══ Supplied material ══

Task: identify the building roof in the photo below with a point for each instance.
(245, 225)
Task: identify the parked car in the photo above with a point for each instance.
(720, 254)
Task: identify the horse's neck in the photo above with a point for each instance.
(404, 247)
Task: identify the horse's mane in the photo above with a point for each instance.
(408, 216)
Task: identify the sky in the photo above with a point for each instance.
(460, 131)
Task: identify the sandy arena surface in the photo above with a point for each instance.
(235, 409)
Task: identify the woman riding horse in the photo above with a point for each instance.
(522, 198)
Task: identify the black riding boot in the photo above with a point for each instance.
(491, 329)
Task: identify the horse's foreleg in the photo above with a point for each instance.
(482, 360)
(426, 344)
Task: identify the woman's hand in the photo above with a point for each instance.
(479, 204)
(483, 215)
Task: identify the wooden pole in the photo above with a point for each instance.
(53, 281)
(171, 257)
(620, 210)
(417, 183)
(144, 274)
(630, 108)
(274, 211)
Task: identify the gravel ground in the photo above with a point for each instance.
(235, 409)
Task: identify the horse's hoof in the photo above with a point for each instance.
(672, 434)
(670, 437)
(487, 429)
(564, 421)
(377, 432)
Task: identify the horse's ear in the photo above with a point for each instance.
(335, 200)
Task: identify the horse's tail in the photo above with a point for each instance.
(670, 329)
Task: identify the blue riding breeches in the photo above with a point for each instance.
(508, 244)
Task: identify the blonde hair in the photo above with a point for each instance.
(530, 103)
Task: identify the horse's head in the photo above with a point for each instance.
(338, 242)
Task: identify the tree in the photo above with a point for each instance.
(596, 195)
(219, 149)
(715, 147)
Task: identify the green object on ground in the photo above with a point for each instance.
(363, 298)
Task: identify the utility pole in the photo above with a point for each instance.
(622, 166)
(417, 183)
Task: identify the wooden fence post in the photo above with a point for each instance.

═══

Given task
Write out all the lines above again, swapping "parked car" for "parked truck" and leaving everything else untouched.

Full answer
Task: identify the building roof in the photo below with a point for each instance.
(245, 225)
Task: identify the parked truck in the photo above with a point for each instance.
(720, 254)
Task: identify the horse's neck in the photo above with a point for each instance.
(404, 247)
Task: identify the horse's mane in the photo above with a point for each instance.
(408, 216)
Task: identify the sky in the photo above with a point for each instance.
(460, 131)
Task: identify the sandy arena surface in the photo above with a point for each instance.
(235, 409)
Task: identify the woman riding horse in the photo above with a point for each instance.
(522, 198)
Task: identify the black riding boot in the photo above with a point for each instance.
(491, 329)
Task: identify the horse's foreleg in the photo above with a point for each instance.
(482, 360)
(426, 344)
Task: identify the woman's hand in the photo above with a point for each instance.
(479, 204)
(483, 215)
Task: identify the wooden pole in the photo above with a point for each instance.
(53, 281)
(171, 257)
(620, 210)
(417, 183)
(144, 274)
(630, 108)
(274, 211)
Task: identify the gravel ground in the photo above with a point for each instance.
(235, 409)
Task: identify the horse's hoof in the photo above with a point for each instance.
(672, 434)
(670, 437)
(487, 429)
(564, 421)
(377, 432)
Task: identify the horse's ear in the photo above with a point for each instance.
(335, 200)
Task: identify the horse's tail in the photo above with a point for each instance.
(670, 329)
Task: identify the blue riding breeches in the photo above with a point for each instance.
(508, 244)
Task: identify the blonde hair in the photo above with a point for each instance.
(530, 103)
Task: identify the horse's head in the photo above with a point for each instance.
(338, 242)
Task: identify the tree in the photo above with a point for each instance.
(596, 195)
(219, 149)
(715, 147)
Task: identify the green object on ground in the photo above with a point for each instance.
(363, 298)
Task: identify the utility pole in the photo above with a point for each instance.
(622, 166)
(417, 183)
Task: identify the wooden fence post in the photo above with a point for each instance.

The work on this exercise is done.